- WHAT IS BEING ASKED -
Continue the guide to identifying animal droppings from where it stops.

- SELECTED EXCERPT -
——————
There is one useful bat-dropping identification trick, but this does not always work. As bats commonly eat up to 2/3 of their weight in insects, their excrement often leaves behind the tough outer shells of insects such as beetles. This gives bat poop a shiny or speckled coloring.

What Does Rat Poop Look Like?

Roof rats and Norway rats are the most common rats in your house. Roof rat droppings are a little longer than 1 cm and look similar to mice poop. Both are tapered. In comparison, Norway rats have thick, cylindrical droppings with blunt ends, and often they will curve into a banana shape.

What Does Mice Poop Look Like?

Mouse droppings are approximately 1/4″ (0.635 cm), roughly one-third of the size of rat droppings. Mouse poop is also tapered or pointed on the edges. Lastly, mice will disperse their poop in different areas of the attic.

Mice vs Rat vs Squirrel Droppings

Mouse droppings in car engine.
Rat feces next to the A/C chase.
Squirrel droppings in attic.

What Does Opossum Poop Look Like?   

Opossum scat falls in the range of 2 to 5 cm in length. The poop is smooth and may develop a unique white or yellowish coloration. Notably, the Opossum poop tends to curve into a C shape like rat poo, which is the telltale giveaway. Sometimes, opossum scat is tapered.   

What Does Skunk Poop Look Like?

Skunk poop is similar to a cat, thicker and cylindrical, about 1 cm in diameter and 2 to 5 cm in length. The skunk poop is thickest in the middle and often tapers toward the end. However, the skunk scat sometimes forms into piles. With an omnivorous diet high in insects, berries, worms, and roots, the appearance is often rougher, irregular, and full of undigested content such as blackberry seeds. Coloration might have a purple or blue hue.

What Does Groundhog Poop Look Like?

Groundhog scat is medium-sized, similar in size to a skunk or raccoon. The droppings are oval-shaped, dark brown or black, and often in segments. They will often find a spot nearby the burrow, which will help in identification. It is rare to find groundhog feces because they poop in their burrows. You are much more likely to find their burrows and holes.
——————
- MATERIAL PROVIDED -
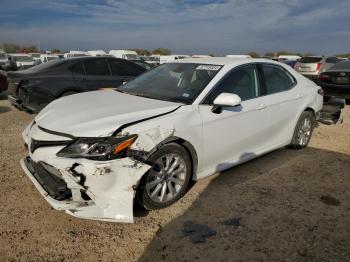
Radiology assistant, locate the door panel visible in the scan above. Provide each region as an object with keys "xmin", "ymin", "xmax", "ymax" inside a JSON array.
[
  {"xmin": 260, "ymin": 63, "xmax": 304, "ymax": 148},
  {"xmin": 199, "ymin": 65, "xmax": 269, "ymax": 174},
  {"xmin": 199, "ymin": 97, "xmax": 269, "ymax": 171}
]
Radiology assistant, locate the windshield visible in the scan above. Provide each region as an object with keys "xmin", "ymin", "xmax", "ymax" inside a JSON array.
——————
- ANSWER FOR THIS EXERCISE -
These critters might burrow under a bush in the landscaping, or if you have an elevated house or deck, this may be an inviting spot. Groundhogs are another species known to wreak havoc in your nicely tended garden.

How Dangerous is Animal Poop in My House?

Animal poop can spread diseases.

  • Squirrel droppings can harbor typhus, leptospirosis, and tularemia.
  • Bat poop is known to cause Histoplasmosis, a lung infection. Bats can carry rabies but this is incredibly rare for the species. Nevertheless, avoid handling bats or their poop.
  • Rat and mouse droppings can spread serious illnesses such as Hantavirus and Salmonellosis, bubonic plague, and rat-bite fever. These are often spread through food contamination or transmission by air. They are most likely to occur in places where a mouse or rat infestation has occurred. Rat and mouse droppings are known to cause and worsen asthma.
  • Raccoon poop can spread several diseases like leptospirosis and raccoon roundworm. Raccoon roundworm is transmitted by eggs in the animal’s feces, roundworms are inadvertently ingested when humans touch the feces, contaminated food, or polluted water sources and then touch their mouths. Young children are especially vulnerable to roundworms, which cause nausea, loss of muscle control, blindness, coma, and sometimes death. 

What Do I Do if I Find Feces in My Home?

If you found scat in your home, you probably have a wild animal living with you. As much as we love animals, they are not paying rent, they can be destructive, use your dwelling as a bathroom, and top it off they can make annoying noises.

There are many DIY options, with hundreds of poisons, traps, homemade deterrents, and snake oils. Unfortunately, these are often ineffective or temporary solutions to a wider issue. Moreover, DIY wildlife removal solutions are unlikely to act as humanely as a specialist will, and involve putting yourself in a dangerous position with the named illnesses.

What is truly needed is professional animal removal services from an experienced wildlife specialist with all the tools to find the entrances, patch them up, and make the living spaces inaccessible. Additionally, these agents have the proper safety attire for professional cleanup and sterilization with the proper chemicals to keep you safe.